(Stored items)
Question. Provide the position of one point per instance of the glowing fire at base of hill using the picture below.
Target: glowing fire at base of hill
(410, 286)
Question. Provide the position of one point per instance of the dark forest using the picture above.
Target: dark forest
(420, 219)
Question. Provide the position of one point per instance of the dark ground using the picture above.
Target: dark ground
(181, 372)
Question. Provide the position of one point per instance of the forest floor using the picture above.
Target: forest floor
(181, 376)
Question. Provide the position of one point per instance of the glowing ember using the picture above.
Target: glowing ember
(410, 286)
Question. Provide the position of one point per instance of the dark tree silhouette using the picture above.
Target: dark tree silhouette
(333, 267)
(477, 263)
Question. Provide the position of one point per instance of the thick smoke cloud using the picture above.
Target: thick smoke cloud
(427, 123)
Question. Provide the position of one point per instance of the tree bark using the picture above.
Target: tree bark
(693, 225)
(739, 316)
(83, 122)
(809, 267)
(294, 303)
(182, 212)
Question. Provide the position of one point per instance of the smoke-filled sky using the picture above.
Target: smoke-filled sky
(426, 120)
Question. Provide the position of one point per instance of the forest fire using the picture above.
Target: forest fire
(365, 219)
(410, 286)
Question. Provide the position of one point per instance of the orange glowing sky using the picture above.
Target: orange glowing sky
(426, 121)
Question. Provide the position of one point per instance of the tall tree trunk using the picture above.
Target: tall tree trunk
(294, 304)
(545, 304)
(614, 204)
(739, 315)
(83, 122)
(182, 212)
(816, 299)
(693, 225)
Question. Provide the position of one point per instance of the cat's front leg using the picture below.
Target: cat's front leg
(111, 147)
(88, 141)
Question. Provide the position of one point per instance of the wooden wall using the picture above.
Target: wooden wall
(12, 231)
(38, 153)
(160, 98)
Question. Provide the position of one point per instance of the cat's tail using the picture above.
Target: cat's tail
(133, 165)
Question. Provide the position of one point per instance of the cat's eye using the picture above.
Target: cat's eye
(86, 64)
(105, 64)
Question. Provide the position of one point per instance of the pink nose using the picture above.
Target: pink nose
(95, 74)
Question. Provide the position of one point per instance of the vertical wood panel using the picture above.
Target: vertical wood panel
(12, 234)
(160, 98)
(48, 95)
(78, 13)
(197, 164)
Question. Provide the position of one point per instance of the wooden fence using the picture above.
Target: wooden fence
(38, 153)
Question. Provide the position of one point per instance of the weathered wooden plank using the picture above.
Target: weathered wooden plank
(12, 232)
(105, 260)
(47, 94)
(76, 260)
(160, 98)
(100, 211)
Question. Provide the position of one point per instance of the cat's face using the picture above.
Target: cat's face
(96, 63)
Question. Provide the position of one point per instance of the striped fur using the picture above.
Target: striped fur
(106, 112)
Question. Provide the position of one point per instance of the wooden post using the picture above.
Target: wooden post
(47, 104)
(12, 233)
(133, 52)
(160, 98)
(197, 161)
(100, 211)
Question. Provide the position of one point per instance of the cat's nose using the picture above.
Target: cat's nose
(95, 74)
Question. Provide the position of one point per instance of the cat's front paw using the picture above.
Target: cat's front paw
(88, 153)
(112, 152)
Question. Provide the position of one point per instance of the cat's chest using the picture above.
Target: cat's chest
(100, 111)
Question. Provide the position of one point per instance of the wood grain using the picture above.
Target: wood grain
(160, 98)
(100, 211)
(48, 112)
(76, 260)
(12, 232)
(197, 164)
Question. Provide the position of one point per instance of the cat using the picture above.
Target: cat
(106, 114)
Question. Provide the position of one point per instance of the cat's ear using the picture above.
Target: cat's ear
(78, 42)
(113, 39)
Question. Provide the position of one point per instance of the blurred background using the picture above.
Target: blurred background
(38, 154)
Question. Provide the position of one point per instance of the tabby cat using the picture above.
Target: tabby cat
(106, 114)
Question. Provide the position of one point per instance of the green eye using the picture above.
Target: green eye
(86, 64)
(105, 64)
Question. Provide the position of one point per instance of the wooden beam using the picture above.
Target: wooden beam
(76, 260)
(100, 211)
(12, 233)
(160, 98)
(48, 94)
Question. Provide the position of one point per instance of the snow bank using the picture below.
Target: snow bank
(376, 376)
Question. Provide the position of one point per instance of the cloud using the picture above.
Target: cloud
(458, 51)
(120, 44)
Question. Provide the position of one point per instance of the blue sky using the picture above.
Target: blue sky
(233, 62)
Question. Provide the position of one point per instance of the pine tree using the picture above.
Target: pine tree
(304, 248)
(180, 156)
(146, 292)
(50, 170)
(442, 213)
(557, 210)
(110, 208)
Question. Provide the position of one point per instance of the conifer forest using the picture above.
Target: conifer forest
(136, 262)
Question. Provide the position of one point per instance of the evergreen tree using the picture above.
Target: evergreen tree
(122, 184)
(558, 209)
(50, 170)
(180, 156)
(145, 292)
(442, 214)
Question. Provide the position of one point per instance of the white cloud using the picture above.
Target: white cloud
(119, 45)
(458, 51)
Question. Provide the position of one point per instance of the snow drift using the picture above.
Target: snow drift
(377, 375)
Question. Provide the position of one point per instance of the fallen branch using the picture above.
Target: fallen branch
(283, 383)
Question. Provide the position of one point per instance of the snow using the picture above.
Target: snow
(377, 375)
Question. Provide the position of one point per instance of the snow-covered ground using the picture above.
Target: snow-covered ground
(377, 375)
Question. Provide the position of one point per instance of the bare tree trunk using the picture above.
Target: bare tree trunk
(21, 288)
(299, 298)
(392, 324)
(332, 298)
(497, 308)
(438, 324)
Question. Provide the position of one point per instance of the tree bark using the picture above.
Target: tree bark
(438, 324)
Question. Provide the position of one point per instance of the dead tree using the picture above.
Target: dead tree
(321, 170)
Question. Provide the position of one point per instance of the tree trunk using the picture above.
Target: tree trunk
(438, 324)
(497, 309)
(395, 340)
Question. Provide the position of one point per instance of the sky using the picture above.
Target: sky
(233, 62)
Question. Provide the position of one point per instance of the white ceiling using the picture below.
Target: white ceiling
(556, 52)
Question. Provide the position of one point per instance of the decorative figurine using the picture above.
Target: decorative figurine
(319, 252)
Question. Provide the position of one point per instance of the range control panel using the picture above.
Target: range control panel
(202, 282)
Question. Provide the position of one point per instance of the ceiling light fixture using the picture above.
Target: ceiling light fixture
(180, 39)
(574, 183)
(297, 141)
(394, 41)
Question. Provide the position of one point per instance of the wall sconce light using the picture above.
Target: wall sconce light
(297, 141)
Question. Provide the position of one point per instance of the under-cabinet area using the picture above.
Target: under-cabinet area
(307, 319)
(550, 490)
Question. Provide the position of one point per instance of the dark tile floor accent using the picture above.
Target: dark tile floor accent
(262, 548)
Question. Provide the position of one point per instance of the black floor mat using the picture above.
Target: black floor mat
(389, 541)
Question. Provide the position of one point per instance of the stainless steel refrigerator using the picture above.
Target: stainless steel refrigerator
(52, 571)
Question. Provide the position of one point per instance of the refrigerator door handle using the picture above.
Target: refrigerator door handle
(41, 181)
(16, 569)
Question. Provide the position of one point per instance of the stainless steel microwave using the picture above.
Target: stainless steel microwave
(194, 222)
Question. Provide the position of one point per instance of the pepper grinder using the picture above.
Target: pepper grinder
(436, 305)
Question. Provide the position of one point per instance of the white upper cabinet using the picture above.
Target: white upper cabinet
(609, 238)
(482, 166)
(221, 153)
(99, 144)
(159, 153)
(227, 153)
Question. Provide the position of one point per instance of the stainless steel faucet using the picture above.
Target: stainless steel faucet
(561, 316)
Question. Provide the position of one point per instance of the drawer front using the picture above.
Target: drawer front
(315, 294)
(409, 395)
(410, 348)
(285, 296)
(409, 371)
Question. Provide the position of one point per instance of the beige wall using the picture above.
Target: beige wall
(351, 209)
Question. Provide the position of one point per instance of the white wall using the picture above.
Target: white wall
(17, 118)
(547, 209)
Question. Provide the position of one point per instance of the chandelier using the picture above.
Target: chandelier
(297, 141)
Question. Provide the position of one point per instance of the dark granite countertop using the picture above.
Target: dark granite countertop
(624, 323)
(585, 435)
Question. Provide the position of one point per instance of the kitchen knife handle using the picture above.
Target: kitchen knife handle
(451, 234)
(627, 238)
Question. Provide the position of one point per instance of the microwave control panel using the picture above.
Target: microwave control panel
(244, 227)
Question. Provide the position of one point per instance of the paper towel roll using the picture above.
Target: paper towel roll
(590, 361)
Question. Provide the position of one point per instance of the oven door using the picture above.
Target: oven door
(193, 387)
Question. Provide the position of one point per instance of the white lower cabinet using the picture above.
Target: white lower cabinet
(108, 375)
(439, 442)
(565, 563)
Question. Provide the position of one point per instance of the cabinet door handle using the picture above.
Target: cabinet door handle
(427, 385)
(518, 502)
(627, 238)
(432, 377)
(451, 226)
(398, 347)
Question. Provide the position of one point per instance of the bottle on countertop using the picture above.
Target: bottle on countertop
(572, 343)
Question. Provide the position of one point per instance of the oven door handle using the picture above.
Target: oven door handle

Assignment
Would you output, from the records above, exactly the run of lines that starts at the line containing "dark forest using the picture above." and ends at the line containing "glowing sky using the picture above.", and only that run?

Answer to the problem
Question. Provide the position of one point per instance of the dark forest using the picture above.
Target: dark forest
(420, 219)
Question. Provide the position of one point per instance of the dark ground using the picture above.
Target: dark ground
(181, 372)
Question. Provide the position of one point per instance of the forest floor using the picture above.
Target: forest floor
(181, 376)
Question. Provide the position of one point per instance of the glowing ember using the picture above.
Target: glowing ember
(410, 286)
Question. Provide the position of one point per instance of the dark tree silhouette using the picture above.
Target: dark tree silhouette
(333, 267)
(477, 263)
Question. Provide the position of one point per instance of the thick smoke cloud using the picture above.
Target: thick smoke cloud
(427, 123)
Question. Provide the position of one point per instance of the tree bark using the picture above.
Target: tree bark
(693, 225)
(739, 316)
(83, 122)
(809, 267)
(294, 303)
(182, 212)
Question. Provide the position of one point per instance of the smoke-filled sky using the picture above.
Target: smoke-filled sky
(426, 120)
Question. Provide the position of one point per instance of the forest fire using the picture above.
Target: forest fire
(365, 219)
(410, 286)
Question. Provide the position of one point per instance of the orange glowing sky using the picture above.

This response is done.